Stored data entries
_ _ _ _

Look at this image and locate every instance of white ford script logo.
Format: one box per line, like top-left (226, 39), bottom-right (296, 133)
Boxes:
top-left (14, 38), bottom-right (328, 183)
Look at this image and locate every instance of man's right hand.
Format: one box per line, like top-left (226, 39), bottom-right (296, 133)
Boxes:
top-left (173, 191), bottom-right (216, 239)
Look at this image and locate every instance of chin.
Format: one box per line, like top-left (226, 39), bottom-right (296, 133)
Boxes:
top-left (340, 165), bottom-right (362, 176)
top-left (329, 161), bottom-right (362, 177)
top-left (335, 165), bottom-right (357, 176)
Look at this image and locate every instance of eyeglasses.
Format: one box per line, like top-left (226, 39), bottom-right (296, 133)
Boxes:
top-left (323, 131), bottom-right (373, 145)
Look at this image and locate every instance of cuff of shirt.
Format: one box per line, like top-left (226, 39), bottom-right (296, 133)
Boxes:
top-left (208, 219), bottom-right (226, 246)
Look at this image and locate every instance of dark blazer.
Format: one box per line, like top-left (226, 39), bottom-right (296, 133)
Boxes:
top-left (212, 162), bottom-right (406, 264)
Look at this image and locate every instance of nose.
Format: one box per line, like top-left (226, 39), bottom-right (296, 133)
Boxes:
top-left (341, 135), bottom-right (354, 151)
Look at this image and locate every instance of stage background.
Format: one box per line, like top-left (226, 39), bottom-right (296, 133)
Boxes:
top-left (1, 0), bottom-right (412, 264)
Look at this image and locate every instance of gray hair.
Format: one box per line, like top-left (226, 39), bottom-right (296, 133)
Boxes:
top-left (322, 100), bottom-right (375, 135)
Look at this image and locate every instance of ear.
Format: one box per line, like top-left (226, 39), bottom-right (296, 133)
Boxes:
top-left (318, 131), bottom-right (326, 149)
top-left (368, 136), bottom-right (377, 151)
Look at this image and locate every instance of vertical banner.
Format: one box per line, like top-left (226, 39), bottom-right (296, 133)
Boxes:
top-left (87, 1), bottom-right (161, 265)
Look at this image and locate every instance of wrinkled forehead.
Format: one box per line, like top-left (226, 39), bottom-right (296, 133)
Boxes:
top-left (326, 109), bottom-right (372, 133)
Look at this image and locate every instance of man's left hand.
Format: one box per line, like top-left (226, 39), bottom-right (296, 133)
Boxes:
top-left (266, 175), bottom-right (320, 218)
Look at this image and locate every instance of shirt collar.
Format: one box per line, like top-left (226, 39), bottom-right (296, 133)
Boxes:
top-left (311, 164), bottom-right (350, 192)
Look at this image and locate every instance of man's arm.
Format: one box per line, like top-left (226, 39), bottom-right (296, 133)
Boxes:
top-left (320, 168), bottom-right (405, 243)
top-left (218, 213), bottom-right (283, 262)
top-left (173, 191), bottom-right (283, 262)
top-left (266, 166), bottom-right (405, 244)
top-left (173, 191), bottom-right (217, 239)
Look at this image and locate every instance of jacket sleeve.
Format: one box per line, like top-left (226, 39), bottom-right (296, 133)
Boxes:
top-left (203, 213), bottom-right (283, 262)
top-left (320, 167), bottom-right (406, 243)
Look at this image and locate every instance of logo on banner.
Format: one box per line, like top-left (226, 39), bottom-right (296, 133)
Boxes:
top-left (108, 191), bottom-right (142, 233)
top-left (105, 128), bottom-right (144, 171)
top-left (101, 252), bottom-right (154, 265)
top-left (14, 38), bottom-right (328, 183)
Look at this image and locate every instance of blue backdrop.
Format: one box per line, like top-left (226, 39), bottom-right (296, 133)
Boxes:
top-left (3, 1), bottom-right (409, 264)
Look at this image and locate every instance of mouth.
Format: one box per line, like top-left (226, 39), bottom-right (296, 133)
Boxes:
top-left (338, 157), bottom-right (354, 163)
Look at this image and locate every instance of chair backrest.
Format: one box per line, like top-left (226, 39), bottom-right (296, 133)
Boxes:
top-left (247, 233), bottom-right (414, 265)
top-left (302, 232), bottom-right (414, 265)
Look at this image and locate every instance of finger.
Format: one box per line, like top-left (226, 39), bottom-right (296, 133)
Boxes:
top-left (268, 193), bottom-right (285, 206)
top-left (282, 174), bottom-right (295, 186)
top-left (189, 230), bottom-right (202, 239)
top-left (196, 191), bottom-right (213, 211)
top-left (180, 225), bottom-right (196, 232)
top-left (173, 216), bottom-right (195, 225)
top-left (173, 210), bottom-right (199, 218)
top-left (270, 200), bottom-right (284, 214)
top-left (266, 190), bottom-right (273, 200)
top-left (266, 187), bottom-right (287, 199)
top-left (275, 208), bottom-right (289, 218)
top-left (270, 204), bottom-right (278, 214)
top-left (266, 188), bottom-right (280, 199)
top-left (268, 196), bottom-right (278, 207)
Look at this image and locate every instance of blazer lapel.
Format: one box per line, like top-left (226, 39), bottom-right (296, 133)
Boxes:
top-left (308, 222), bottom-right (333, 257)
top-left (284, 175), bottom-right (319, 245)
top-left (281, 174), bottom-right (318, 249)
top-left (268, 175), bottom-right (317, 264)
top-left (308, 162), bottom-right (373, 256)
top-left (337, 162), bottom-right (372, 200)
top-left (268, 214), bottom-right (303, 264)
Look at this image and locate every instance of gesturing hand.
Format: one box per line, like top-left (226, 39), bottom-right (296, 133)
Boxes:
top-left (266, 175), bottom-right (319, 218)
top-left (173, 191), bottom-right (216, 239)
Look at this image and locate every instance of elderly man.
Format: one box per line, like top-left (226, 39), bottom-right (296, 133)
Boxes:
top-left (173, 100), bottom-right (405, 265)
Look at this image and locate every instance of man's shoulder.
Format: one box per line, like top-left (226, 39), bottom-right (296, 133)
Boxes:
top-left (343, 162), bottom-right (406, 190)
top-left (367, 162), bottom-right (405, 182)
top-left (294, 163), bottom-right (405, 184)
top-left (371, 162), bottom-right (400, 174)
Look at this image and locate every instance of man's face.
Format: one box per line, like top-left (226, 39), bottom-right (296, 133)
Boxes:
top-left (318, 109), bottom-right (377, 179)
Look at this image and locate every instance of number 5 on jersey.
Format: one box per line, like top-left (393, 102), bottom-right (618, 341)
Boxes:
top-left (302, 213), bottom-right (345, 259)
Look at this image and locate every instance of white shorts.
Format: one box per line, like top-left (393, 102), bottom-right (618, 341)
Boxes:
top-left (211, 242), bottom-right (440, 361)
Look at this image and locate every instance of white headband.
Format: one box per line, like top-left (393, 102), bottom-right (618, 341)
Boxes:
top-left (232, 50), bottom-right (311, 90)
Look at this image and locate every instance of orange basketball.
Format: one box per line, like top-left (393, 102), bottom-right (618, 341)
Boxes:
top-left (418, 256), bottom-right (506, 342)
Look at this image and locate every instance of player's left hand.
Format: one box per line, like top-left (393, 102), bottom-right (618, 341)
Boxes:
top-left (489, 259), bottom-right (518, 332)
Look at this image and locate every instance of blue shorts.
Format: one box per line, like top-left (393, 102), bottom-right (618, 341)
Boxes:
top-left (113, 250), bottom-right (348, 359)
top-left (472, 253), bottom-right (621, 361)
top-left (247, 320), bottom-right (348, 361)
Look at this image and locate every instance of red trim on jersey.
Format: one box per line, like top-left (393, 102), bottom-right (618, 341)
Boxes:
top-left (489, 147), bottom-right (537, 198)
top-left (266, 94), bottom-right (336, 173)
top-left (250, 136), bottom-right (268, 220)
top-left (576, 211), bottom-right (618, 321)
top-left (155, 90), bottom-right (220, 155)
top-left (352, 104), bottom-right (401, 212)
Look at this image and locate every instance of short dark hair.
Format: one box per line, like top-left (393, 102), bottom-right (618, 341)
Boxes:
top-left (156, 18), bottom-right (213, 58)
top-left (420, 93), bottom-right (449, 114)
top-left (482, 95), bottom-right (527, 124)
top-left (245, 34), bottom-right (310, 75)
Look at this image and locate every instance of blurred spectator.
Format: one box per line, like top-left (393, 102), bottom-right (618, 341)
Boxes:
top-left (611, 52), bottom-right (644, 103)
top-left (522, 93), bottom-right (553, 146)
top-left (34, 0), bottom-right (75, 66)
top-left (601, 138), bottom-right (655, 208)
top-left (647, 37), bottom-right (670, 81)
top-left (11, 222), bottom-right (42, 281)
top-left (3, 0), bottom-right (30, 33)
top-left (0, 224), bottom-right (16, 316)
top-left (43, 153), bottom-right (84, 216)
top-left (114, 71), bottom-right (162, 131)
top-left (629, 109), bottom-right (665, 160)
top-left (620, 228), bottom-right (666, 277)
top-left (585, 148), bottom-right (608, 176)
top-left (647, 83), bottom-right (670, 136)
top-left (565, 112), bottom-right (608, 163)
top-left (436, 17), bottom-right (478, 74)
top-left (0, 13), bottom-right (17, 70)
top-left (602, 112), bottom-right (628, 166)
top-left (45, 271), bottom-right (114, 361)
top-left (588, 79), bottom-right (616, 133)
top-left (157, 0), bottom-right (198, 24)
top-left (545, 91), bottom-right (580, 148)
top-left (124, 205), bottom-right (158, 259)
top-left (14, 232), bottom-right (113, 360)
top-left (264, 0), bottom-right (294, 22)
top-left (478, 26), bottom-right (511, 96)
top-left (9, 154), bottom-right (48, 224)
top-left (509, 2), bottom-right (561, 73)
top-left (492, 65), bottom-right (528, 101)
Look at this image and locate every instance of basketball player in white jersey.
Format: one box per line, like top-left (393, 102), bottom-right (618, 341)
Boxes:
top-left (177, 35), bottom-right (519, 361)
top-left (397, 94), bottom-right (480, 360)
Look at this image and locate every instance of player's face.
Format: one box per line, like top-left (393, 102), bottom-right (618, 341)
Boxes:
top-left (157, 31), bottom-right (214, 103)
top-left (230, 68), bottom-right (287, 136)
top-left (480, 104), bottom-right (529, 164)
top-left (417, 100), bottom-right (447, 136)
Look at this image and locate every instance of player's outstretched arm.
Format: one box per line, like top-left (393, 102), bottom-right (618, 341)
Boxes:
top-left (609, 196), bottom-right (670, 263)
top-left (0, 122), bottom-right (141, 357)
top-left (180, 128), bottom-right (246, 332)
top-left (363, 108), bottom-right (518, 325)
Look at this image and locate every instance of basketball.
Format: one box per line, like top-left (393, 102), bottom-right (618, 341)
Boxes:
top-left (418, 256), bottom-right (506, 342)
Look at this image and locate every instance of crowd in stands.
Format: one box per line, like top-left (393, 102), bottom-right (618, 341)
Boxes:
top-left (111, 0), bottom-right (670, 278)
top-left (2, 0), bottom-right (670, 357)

_ _ _ _

▶ Work required: The result should be every line that contains "player", copied from the entries.

▶ Task response:
Look at this image and locate every instance of player's left hand.
Look at this image and locate every instance of basketball player in white jersey.
Look at this image and locate every instance of player's face.
Look at this image and locate every instance of player's outstretched arm.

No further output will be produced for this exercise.